> **Selected passage**:
The state is into rice farming popularly known as Ofada. What is government doing to ensure that local rice is produced in large quantiles to feed the nation and probably for exportation?

Recently, we flagged off the harvesting of rice at Sowunmi village where rice was planted between October and December last year. In Eggua, we have about 900 hectares of rice farm that have been planted in that location alone, while activities are going on in other parts of the state.  We are bringing back the rice revolution. Many young people are keying into rice production, and that is apart from the Anchor Borrowers’ programme that we are doing in rice for the dry season with over 3000 rice farmers. The young people in conjunction with the advice from the ministry. We are assisting them with land clearing and also link them with inputs such as seeds and fertilisers like we are doing in cassava.

Before, in Ogun State, we only know of the Asero Mill, we are in Atan in Ijebu North East local government, some days back where we have a 15 tonnes per hour rice mill. We have a functioning rice mill in Sawonjo and two in Eggua. Private sector participation is equally good. We have an investor in the state that is already establishing rice mill with a capacity of 100 tonnes per day, so that we don’t need to go outside the state sourcing for padding, as we are producing, we are also supporting infrastructure. Everybody that is producing has an off taker already. If you sum up the rice in those locations, it is not what we can consume in the state alone, because we want our young people to also benefit from the business of rice.

> **Task details**:
Condense the paragraph of the text on rice farming in Ogun State that begins "Before, in Ogun State" into a short bulleted list that keeps its main facts. The rows that follow are separate material and have no connection to the text on rice farming in Ogun State.

> **Dataset excerpts**:

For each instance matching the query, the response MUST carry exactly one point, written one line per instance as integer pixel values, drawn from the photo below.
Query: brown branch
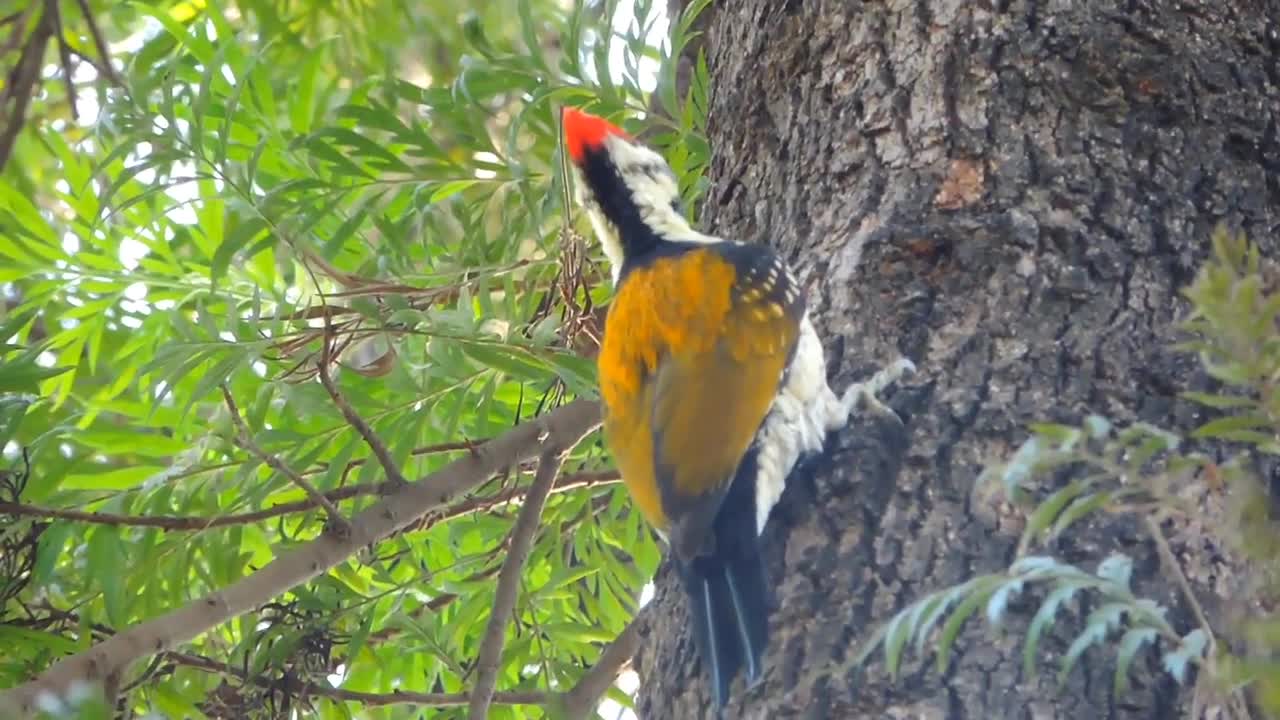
(580, 702)
(63, 54)
(337, 522)
(355, 420)
(508, 582)
(369, 700)
(557, 429)
(22, 83)
(106, 69)
(188, 523)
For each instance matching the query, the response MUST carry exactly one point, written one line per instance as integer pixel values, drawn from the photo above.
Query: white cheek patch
(803, 411)
(654, 190)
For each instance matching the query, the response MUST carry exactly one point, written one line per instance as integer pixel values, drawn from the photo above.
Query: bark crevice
(1011, 195)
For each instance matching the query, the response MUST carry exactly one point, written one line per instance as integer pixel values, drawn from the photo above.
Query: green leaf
(105, 557)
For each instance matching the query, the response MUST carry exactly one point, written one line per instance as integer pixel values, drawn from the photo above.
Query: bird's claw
(863, 396)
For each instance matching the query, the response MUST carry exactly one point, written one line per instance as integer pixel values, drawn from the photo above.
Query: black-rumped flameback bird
(713, 383)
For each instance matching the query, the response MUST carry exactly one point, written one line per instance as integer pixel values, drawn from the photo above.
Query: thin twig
(106, 69)
(355, 420)
(1170, 561)
(339, 524)
(191, 523)
(508, 582)
(369, 700)
(63, 54)
(561, 428)
(22, 83)
(581, 701)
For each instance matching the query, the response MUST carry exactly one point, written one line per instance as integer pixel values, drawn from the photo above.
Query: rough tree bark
(1011, 194)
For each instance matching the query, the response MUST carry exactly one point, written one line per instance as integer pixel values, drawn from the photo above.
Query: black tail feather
(728, 605)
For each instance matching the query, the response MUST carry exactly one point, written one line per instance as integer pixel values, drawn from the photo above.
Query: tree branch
(192, 523)
(106, 69)
(337, 522)
(368, 700)
(561, 428)
(22, 83)
(580, 702)
(353, 419)
(508, 582)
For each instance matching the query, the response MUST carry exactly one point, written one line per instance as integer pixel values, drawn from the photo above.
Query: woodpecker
(713, 384)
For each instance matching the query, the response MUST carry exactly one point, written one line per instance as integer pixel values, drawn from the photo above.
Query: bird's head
(627, 190)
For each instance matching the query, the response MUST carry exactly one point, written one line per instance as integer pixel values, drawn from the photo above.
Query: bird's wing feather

> **Answer section**:
- Previously, the Asero Mill was the only rice mill known in Ogun State.
- Atan, in Ijebu North East local government, has a rice mill with a capacity of 15 tonnes per hour.
- Sawonjo has one functioning rice mill, and Eggua has two.
- Private sector participation is good. One investor is already setting up a rice mill with a capacity of 100 tonnes per day, so the state will not need to source supply from outside.
- Alongside production, the state is supporting infrastructure.
- Everyone producing rice already has an off taker.